Your task ::
Reproduce word for word the part of the records that begins at the line containing "Given the photograph above, point" and runs through the last line of the records, including both ends.

Stored records ::
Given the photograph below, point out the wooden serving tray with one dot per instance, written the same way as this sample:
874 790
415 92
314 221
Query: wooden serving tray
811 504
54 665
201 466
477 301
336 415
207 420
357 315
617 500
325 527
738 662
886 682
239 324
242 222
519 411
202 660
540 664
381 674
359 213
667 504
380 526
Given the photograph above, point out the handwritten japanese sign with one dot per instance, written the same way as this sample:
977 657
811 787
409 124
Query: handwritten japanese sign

Task solution ::
Given the photograph above, point out the handwritten japanese sign with one dot per instance, written the same way as this sample:
977 657
811 787
409 124
Query: handwritten japanese sign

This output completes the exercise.